Records provided —
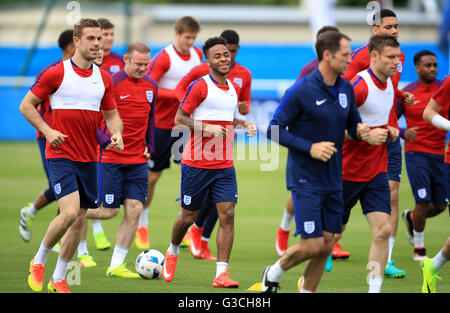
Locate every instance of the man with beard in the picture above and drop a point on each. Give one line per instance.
(79, 90)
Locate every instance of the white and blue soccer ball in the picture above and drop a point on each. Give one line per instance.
(149, 264)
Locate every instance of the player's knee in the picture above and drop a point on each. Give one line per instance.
(383, 232)
(68, 217)
(153, 177)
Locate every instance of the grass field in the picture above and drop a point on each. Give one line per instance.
(262, 197)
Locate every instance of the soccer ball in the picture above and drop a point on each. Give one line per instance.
(149, 264)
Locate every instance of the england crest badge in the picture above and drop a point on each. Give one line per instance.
(149, 94)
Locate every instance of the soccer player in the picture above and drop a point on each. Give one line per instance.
(281, 243)
(431, 267)
(207, 168)
(27, 214)
(206, 219)
(167, 68)
(112, 61)
(311, 121)
(85, 259)
(124, 174)
(424, 153)
(365, 167)
(386, 25)
(78, 90)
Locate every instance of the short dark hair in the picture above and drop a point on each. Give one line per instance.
(327, 28)
(65, 39)
(211, 42)
(187, 24)
(82, 24)
(378, 42)
(139, 47)
(330, 41)
(105, 23)
(422, 53)
(230, 36)
(382, 14)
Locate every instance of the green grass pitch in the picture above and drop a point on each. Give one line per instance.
(262, 197)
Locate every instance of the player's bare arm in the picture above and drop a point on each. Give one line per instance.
(29, 111)
(323, 150)
(377, 136)
(115, 127)
(249, 127)
(432, 116)
(183, 119)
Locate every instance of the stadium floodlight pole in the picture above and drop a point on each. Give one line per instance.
(127, 14)
(48, 8)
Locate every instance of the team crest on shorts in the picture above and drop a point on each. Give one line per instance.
(187, 199)
(238, 81)
(109, 198)
(57, 188)
(422, 193)
(309, 227)
(343, 100)
(149, 94)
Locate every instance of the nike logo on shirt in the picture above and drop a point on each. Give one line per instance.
(320, 102)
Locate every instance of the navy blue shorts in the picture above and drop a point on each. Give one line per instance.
(214, 185)
(374, 196)
(49, 194)
(394, 150)
(123, 181)
(426, 173)
(67, 176)
(166, 145)
(316, 212)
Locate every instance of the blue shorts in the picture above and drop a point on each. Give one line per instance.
(123, 181)
(164, 144)
(316, 212)
(49, 194)
(394, 150)
(426, 173)
(67, 176)
(374, 196)
(214, 185)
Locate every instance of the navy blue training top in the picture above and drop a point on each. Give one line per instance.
(310, 112)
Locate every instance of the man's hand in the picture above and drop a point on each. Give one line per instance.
(214, 130)
(363, 131)
(411, 133)
(146, 154)
(323, 150)
(377, 136)
(251, 129)
(408, 98)
(54, 137)
(117, 142)
(393, 133)
(243, 107)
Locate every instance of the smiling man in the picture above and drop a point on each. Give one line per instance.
(207, 171)
(424, 153)
(79, 91)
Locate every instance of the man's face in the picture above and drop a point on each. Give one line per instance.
(185, 41)
(388, 26)
(233, 48)
(90, 42)
(342, 58)
(219, 59)
(99, 60)
(387, 61)
(108, 38)
(427, 68)
(136, 64)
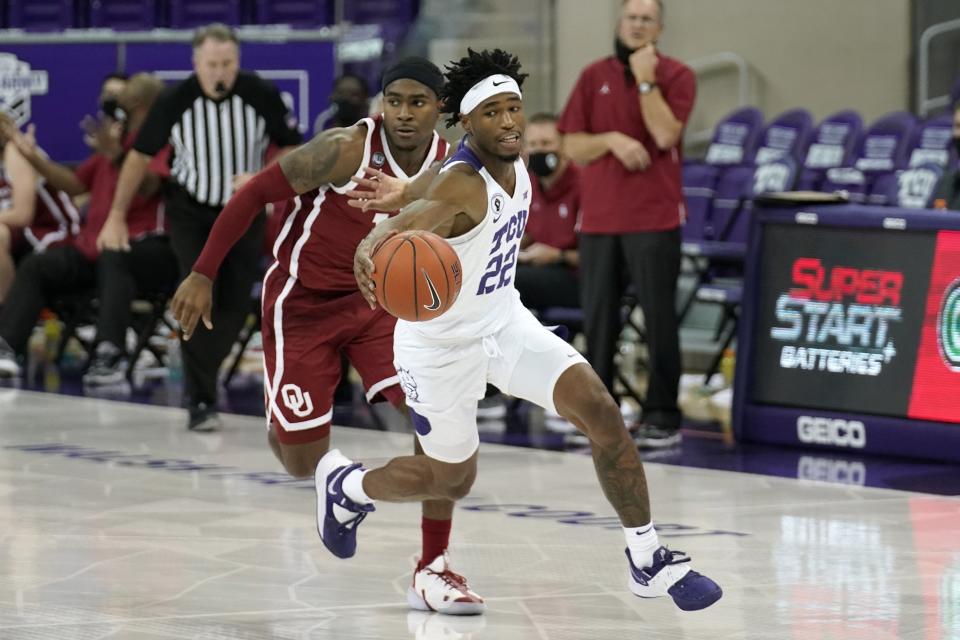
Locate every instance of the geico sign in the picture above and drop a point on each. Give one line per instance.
(839, 433)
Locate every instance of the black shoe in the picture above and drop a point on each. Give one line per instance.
(204, 418)
(651, 436)
(9, 363)
(109, 366)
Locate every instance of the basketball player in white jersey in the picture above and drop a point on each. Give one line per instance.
(479, 201)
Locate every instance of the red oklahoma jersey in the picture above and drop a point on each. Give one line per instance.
(319, 237)
(55, 219)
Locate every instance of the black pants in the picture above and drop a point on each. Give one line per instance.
(115, 278)
(553, 285)
(206, 350)
(651, 261)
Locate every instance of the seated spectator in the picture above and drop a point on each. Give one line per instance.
(32, 214)
(547, 271)
(947, 194)
(147, 264)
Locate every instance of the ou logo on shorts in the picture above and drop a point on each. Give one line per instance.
(296, 400)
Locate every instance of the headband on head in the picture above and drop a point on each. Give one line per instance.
(419, 69)
(486, 89)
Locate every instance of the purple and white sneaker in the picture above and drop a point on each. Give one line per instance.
(337, 515)
(672, 576)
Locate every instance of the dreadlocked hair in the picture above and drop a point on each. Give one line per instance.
(468, 71)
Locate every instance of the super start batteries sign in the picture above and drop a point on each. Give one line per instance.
(842, 319)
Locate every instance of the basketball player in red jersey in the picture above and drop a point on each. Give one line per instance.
(33, 215)
(312, 311)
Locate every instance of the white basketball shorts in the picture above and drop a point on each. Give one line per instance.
(444, 380)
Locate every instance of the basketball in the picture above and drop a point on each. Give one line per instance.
(417, 275)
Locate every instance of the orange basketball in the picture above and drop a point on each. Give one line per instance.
(417, 275)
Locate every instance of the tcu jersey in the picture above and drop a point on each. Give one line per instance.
(488, 255)
(55, 218)
(319, 237)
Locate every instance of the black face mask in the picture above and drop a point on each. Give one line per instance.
(622, 51)
(110, 107)
(348, 112)
(544, 164)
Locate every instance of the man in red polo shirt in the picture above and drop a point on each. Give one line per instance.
(547, 270)
(77, 265)
(625, 121)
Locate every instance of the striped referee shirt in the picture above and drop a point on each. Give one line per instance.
(214, 140)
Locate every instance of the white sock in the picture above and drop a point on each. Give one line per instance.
(642, 542)
(353, 487)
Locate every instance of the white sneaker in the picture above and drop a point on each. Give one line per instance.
(672, 576)
(337, 515)
(9, 367)
(436, 588)
(555, 423)
(432, 626)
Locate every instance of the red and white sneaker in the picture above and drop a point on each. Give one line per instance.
(436, 588)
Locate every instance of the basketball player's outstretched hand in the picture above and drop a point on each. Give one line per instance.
(363, 266)
(380, 191)
(192, 302)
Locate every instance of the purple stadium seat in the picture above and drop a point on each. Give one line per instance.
(735, 139)
(932, 142)
(736, 189)
(43, 15)
(189, 14)
(297, 13)
(124, 15)
(833, 145)
(379, 11)
(787, 135)
(883, 150)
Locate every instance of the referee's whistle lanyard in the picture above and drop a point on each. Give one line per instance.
(491, 347)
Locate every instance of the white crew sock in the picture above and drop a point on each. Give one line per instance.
(642, 542)
(353, 486)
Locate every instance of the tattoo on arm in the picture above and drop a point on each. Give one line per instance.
(315, 163)
(621, 476)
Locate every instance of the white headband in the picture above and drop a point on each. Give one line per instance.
(486, 89)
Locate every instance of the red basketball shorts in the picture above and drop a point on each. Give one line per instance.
(304, 334)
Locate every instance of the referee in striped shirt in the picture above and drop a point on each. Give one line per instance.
(219, 122)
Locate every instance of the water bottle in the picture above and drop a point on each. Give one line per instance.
(52, 333)
(174, 360)
(728, 364)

Task —
Copy out all the records exactly as they read, and omit the pictures.

Exercise answer —
Locate every instance of the man with beard in the picture above and drop a point on each. Give one line per instance.
(79, 90)
Locate every instance of the white and blue soccer ball in the picture above and drop a point on each. Give one line per instance.
(149, 264)
Locate every instance of the player's knee in the picture above and drop a point on each. Give one line per instance.
(383, 232)
(68, 217)
(153, 177)
Locate every instance of the grass field in the picture above and drop a point on each. Give one line per instance.
(262, 197)
Locate every instance of the soccer ball in the picture above and drop a point on each. Give one line per instance.
(149, 264)
Locate every instance of the england crest badge in the picture above and drop a point on each. Give one line per instance.
(149, 94)
Locate every instance of the soccer player in the picture above and drop a point on each. Give one line per instance.
(281, 243)
(431, 267)
(207, 168)
(27, 214)
(206, 219)
(167, 68)
(112, 61)
(311, 121)
(85, 259)
(124, 174)
(424, 153)
(365, 167)
(386, 25)
(78, 90)
Locate every instance of the short dark hair in the picture above and drop a point on each. Give one line per instance.
(327, 28)
(65, 39)
(211, 42)
(187, 24)
(82, 24)
(378, 42)
(139, 47)
(330, 41)
(105, 23)
(422, 53)
(230, 36)
(382, 14)
Locate every instance of the green grass pitch in the picture above and drop a point on each. Give one line per instance.
(262, 197)
Locate every instance of the player's bare arm in the picture above and drop a point on each. Give one line per instance.
(29, 111)
(323, 150)
(377, 136)
(115, 127)
(249, 127)
(432, 116)
(183, 119)
Locate every instance of the stadium floodlight pole in the picture above and drop a point on each. Give one line per instance.
(127, 14)
(48, 8)
Locate every instance of the team crest on shorts in the picture above and drop a point on each. Give one line per instance.
(187, 199)
(238, 81)
(109, 198)
(57, 188)
(422, 193)
(309, 227)
(343, 100)
(149, 94)
Locate every instance of the nike logo on shirt in the picture above and drop a point on each. Give one line per instance.
(320, 102)
Locate every instance of the navy blue shorts in the picture above and drop a point on each. Give one line per instance.
(214, 185)
(374, 196)
(49, 194)
(394, 150)
(123, 181)
(426, 173)
(67, 176)
(166, 145)
(316, 212)
Locate every instance of the blue shorts in the picture above and drop a point on each. Give one line per instance.
(123, 181)
(164, 144)
(316, 212)
(49, 194)
(394, 150)
(426, 173)
(67, 176)
(374, 196)
(214, 185)
Locate every instance of the navy blue training top in the picture above and drop a point on each. Give one line per instance.
(310, 112)
Locate every instance of the man's hand in the picture above and drop a point on each. Give one line per instance.
(214, 130)
(363, 131)
(411, 133)
(146, 154)
(323, 150)
(377, 136)
(251, 129)
(408, 98)
(54, 137)
(117, 142)
(393, 133)
(243, 107)
Locate every instance of the smiling man in the picture above and drop a point on each. Give one line per instance.
(207, 171)
(424, 153)
(79, 91)
Locate every instance of the man's face in the picture above and drop a point on each. Give one line per instance.
(185, 41)
(388, 26)
(233, 48)
(90, 42)
(342, 58)
(219, 59)
(99, 60)
(387, 61)
(108, 38)
(427, 68)
(136, 64)
Locate every instance of the geico sign in the picture above and drop a point on each. Give one line per instance.
(839, 433)
Locate every instance of the black shoe in the picture above and drop a point on each. Give one line per instance.
(204, 418)
(651, 436)
(9, 363)
(109, 366)
Locate every instance of the basketball player in white jersey in the picture above and drop a point on each. Give one line per instance.
(479, 201)
Locate every instance of the red oklahoma jersey in the picture above and drop a point on each. Give one line per instance.
(319, 237)
(55, 219)
Locate every instance of the black pants in the picture above and drop a point on each. Give one line per instance.
(115, 278)
(553, 285)
(206, 350)
(651, 261)
Locate every instance of the seated spectator in the picture above and drop a point on each. Give one line per instance.
(32, 214)
(547, 271)
(947, 194)
(147, 264)
Locate every instance of the ou logo on shorts in the picture above and drop a point on each. Give one line per instance.
(296, 400)
Locate every instance of the headband on head in the picture above and drop a point on each. Give one line per instance.
(419, 69)
(486, 89)
Locate every instance of the purple and white sneaker in the picture above and drop a point on each. Give one line per instance.
(337, 515)
(672, 576)
Locate every instance of the dreadlocked hair in the picture above and drop a point on each. Give one line per instance.
(468, 71)
Locate every instance of the super start batteries sign in the picture above and drop a point on each. Give one line per instance.
(842, 319)
Locate every instance of the basketball player in red jersey in the picture above and drop a point on each. Give one line per instance.
(33, 215)
(312, 311)
Locate every instance of the white basketball shorts in the picture above and drop a point on each. Give one line per instance.
(444, 380)
Locate every instance of the basketball in the picture above and drop a point on each. Give one line per instance.
(417, 275)
Locate every instance of the orange basketball in the picture above and drop a point on each. Give one line per instance.
(417, 275)
Locate every instance of the tcu jersey in the picture above and drop a point on each. Give one line per instance.
(488, 255)
(55, 218)
(319, 237)
Locate every instance of the black face mask in the picture above and drop a point on each. Give one line per instance.
(622, 51)
(110, 107)
(348, 112)
(544, 164)
Locate every instance of the man in red polo shirt in the picture above and drop a point on each. Give one line per instance.
(547, 270)
(77, 265)
(625, 121)
Locate every instance of the striped referee shirt in the picture above and drop a point on each. Give one line per instance.
(214, 140)
Locate every instance of the white sock in the picture above and drop a point on each. Give one line per instance.
(642, 542)
(353, 487)
Locate every instance of the white sneaker in the picture above and drop a point on each. Give one line per instance.
(672, 576)
(337, 515)
(9, 367)
(436, 588)
(555, 423)
(432, 626)
Locate every instance of the red and white sneaker in the picture above and drop a point on each. Give one line per instance.
(436, 588)
Locate every instance of the basketball player's outstretched hand in the picture above and drop a point on each. Give one line per instance.
(363, 266)
(380, 191)
(192, 302)
Locate every instance of the purple stadium seat in the picture above and drop a point on each. Give one line per instance.
(735, 139)
(932, 142)
(736, 189)
(43, 15)
(189, 14)
(297, 13)
(124, 15)
(833, 145)
(379, 11)
(787, 135)
(883, 150)
Locate every instance of the referee's whistle lanyard in the picture above and drop a point on each. Give one line per instance.
(491, 347)
Locate every instance of the white crew sock in the picture above and drop a point on each. Give one line per instance.
(642, 542)
(353, 486)
Locate every instance of the tattoo on arm in the picture above and drop a point on each. Give one line per instance.
(315, 163)
(621, 476)
Locate every instance of the white headband in the picture above and drop a point on each. Give one line per instance.
(486, 89)
Locate every instance of the red basketball shorts in the picture above and drop a point on each. Give one line per instance.
(304, 334)
Locate every instance of the referee in striped shirt in the picture above and drop a point on each. Give one line per instance.
(219, 122)
Locate every instance of the water bottle in the picture above and drop a point on each. Give one line per instance.
(52, 333)
(174, 360)
(728, 364)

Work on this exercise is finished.